THE DATA ->
★ ★ ★ ★

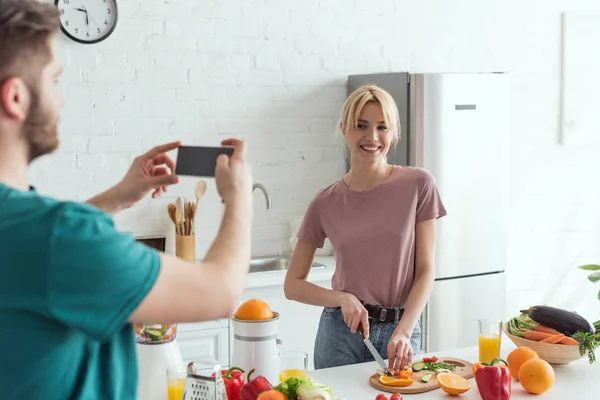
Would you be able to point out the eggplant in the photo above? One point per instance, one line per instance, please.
(566, 322)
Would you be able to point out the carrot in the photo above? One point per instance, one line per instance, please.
(542, 328)
(568, 340)
(553, 339)
(535, 335)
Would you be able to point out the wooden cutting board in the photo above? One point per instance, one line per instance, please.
(463, 368)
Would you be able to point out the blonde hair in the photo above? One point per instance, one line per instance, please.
(371, 93)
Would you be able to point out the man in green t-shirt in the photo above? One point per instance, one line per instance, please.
(71, 285)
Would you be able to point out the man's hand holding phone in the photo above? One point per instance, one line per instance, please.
(233, 174)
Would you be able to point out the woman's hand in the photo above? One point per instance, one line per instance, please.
(355, 314)
(399, 352)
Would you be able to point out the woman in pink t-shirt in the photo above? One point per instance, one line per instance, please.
(381, 221)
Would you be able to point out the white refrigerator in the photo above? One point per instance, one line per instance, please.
(457, 126)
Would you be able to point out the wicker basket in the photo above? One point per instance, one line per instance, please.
(555, 354)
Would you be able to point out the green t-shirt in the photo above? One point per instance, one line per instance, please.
(68, 283)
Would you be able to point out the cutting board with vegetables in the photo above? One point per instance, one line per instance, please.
(424, 375)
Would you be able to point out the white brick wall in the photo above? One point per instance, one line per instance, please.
(273, 72)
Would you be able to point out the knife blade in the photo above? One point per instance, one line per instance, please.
(375, 353)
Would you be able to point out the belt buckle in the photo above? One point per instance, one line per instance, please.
(383, 315)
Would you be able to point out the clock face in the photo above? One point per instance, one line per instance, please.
(87, 21)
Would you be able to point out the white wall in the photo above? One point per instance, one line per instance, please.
(273, 72)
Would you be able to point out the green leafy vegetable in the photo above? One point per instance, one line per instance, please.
(595, 277)
(304, 388)
(517, 325)
(434, 366)
(588, 343)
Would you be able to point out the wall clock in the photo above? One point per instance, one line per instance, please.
(87, 21)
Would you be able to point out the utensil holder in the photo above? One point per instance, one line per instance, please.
(185, 247)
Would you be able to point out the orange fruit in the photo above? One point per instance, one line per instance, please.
(396, 382)
(536, 376)
(254, 310)
(517, 357)
(453, 384)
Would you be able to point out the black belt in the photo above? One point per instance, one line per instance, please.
(384, 314)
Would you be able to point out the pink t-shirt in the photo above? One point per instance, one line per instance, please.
(373, 232)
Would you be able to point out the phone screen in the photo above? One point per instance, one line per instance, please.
(199, 160)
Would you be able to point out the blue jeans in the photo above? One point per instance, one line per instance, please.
(336, 346)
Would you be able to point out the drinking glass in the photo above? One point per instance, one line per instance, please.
(176, 382)
(292, 363)
(490, 336)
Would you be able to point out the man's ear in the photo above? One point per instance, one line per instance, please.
(15, 98)
(342, 128)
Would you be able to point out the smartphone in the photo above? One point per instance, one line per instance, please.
(199, 160)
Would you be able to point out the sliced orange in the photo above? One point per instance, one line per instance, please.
(395, 382)
(453, 384)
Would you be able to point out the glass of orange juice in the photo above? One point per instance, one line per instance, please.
(175, 382)
(292, 363)
(490, 339)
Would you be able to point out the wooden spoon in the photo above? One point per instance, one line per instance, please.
(179, 213)
(200, 190)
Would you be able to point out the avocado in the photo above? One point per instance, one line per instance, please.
(154, 334)
(418, 366)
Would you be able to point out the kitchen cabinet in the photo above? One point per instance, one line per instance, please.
(298, 323)
(198, 340)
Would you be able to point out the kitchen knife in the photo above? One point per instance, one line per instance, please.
(375, 353)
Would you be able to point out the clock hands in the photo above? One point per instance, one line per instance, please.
(87, 21)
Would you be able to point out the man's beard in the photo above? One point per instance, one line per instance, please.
(39, 131)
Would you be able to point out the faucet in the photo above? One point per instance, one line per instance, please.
(265, 192)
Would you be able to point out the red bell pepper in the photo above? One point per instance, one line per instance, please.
(234, 380)
(493, 381)
(254, 387)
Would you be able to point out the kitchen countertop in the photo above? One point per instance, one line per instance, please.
(577, 380)
(276, 278)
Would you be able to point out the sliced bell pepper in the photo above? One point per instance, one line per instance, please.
(493, 381)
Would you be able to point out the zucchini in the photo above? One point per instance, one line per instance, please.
(418, 366)
(564, 321)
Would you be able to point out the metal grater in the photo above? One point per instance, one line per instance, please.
(199, 386)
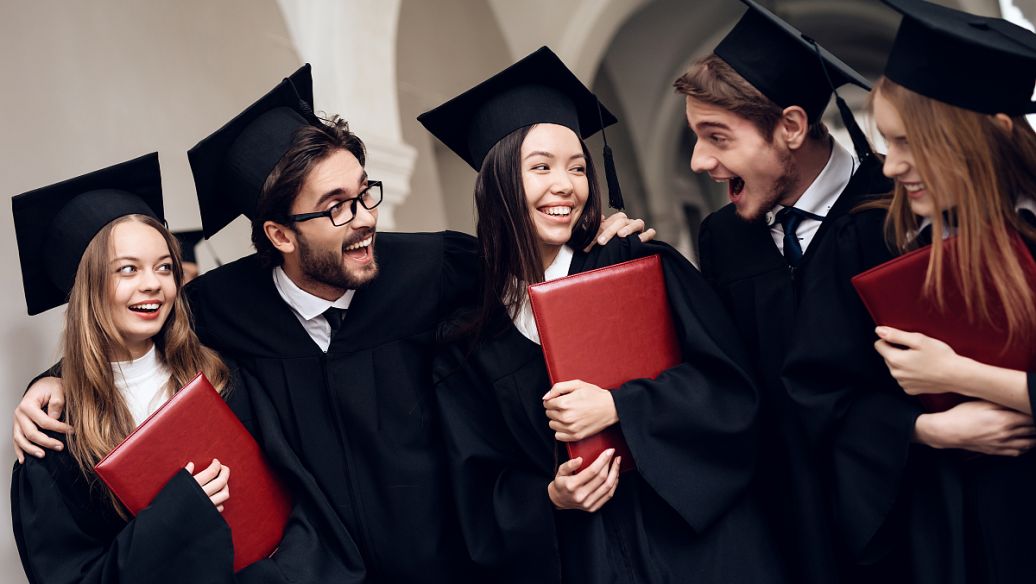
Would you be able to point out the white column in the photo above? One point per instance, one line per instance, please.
(351, 45)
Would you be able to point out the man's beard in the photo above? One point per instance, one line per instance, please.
(778, 192)
(327, 267)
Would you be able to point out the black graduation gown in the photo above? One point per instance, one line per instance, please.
(353, 427)
(927, 516)
(67, 530)
(760, 293)
(683, 516)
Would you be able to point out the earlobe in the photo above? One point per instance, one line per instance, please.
(280, 236)
(1004, 121)
(795, 125)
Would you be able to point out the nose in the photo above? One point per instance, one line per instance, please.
(563, 183)
(149, 281)
(701, 161)
(894, 165)
(365, 217)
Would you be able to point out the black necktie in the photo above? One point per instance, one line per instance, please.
(335, 318)
(789, 217)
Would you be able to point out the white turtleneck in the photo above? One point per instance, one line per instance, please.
(524, 320)
(143, 383)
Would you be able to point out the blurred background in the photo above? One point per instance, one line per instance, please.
(89, 84)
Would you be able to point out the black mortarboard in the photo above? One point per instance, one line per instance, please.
(977, 63)
(782, 63)
(232, 164)
(189, 240)
(790, 68)
(537, 89)
(55, 224)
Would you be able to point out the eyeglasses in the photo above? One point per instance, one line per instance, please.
(345, 210)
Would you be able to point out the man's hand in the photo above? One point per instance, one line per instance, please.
(578, 409)
(979, 427)
(587, 490)
(622, 226)
(40, 408)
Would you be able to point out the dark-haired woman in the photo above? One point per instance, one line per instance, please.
(933, 497)
(684, 514)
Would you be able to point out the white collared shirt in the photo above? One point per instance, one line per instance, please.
(524, 321)
(817, 199)
(309, 309)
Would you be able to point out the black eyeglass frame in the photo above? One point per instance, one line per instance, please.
(351, 201)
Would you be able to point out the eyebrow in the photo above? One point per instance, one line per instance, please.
(132, 259)
(709, 124)
(551, 156)
(337, 192)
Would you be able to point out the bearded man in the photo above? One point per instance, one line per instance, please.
(755, 106)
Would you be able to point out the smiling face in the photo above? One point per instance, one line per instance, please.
(553, 171)
(328, 259)
(143, 285)
(899, 164)
(759, 173)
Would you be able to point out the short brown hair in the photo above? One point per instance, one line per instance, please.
(713, 81)
(310, 145)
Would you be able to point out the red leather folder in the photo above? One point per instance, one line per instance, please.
(606, 326)
(196, 425)
(893, 294)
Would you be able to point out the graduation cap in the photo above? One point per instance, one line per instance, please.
(977, 63)
(230, 167)
(790, 68)
(55, 224)
(189, 240)
(537, 89)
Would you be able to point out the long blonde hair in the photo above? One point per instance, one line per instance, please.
(982, 167)
(94, 407)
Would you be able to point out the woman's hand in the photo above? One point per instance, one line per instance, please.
(622, 226)
(587, 490)
(214, 480)
(40, 408)
(578, 409)
(920, 363)
(979, 427)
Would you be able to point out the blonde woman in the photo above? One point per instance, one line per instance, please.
(127, 346)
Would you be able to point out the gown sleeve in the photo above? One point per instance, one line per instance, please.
(179, 537)
(692, 430)
(309, 551)
(852, 407)
(460, 267)
(507, 518)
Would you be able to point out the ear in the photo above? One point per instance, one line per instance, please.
(793, 128)
(282, 237)
(1004, 121)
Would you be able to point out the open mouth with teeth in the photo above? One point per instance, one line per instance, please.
(361, 251)
(735, 186)
(146, 311)
(559, 213)
(913, 188)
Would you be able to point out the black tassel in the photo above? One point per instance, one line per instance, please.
(614, 192)
(860, 144)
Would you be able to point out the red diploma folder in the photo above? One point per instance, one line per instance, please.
(606, 326)
(893, 294)
(196, 425)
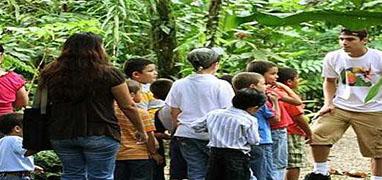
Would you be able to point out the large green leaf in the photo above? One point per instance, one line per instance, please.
(374, 91)
(349, 19)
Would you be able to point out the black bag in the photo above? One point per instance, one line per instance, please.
(35, 124)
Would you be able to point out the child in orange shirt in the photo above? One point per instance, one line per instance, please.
(135, 160)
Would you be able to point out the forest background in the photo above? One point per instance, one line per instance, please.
(294, 33)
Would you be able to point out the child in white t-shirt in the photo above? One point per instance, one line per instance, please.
(191, 98)
(14, 160)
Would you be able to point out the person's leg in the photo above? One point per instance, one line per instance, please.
(178, 165)
(376, 166)
(195, 152)
(280, 153)
(258, 162)
(72, 159)
(122, 171)
(100, 154)
(326, 131)
(141, 169)
(296, 156)
(237, 166)
(368, 128)
(215, 167)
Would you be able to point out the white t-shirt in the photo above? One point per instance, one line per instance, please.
(12, 155)
(195, 96)
(355, 77)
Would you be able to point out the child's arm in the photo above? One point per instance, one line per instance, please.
(300, 121)
(275, 107)
(174, 115)
(252, 133)
(151, 146)
(292, 97)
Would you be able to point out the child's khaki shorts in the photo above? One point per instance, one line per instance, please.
(329, 128)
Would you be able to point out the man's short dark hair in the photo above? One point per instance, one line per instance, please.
(259, 66)
(10, 121)
(247, 98)
(161, 87)
(359, 33)
(135, 64)
(245, 79)
(286, 73)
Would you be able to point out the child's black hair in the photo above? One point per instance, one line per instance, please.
(161, 87)
(9, 121)
(135, 64)
(247, 98)
(134, 86)
(285, 74)
(260, 67)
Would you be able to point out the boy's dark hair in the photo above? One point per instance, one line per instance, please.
(286, 74)
(135, 64)
(260, 67)
(134, 86)
(161, 87)
(245, 79)
(9, 121)
(226, 77)
(359, 33)
(247, 98)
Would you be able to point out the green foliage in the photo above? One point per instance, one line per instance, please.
(51, 164)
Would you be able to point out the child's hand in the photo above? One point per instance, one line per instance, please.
(157, 158)
(141, 137)
(272, 96)
(38, 170)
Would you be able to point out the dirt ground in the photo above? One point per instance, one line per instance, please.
(344, 156)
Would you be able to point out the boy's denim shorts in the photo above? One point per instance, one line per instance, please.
(296, 151)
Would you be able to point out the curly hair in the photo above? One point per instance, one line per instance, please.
(82, 61)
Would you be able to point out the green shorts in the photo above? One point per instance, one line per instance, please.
(296, 151)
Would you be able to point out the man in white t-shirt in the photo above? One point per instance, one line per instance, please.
(348, 75)
(191, 98)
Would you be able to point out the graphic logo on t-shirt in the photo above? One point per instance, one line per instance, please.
(356, 76)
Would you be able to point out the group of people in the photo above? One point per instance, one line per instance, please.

★ ★ ★ ★

WHAT YOU HAVE TO DO -> Copy out exactly the lines running from the line with "Would you be able to point out the child's hand" to the end of the records, inclusive.

WRITTEN SOLUTION ->
Would you be able to point out the child's hand in the photo above? One point per instance, one line per instance, please.
(157, 158)
(141, 137)
(272, 96)
(38, 170)
Would you be able to point out the dirt ground in the photo above? One point per instance, one line per instance, please.
(344, 156)
Would you be able to point out the boy's denim shorts in the photo above? One point per instance, one line per instance, please.
(296, 151)
Would you be able to point out the curly hair in the photo above? One point per instance, one line per instance, please.
(82, 61)
Would you be able to point out the green shorts in the photo above? One point per instance, one line per instance, please.
(296, 151)
Would you be able to point out the man in white t-shirt in the photo above? One point per instance, one line per instance, please.
(348, 75)
(191, 98)
Would you be able to point out the graphic logo on t-shirt in the photo above? One point per instance, one line per instance, please.
(356, 76)
Would you be able to point out the group of people in the photo above? One point per instance, one line per instance, please.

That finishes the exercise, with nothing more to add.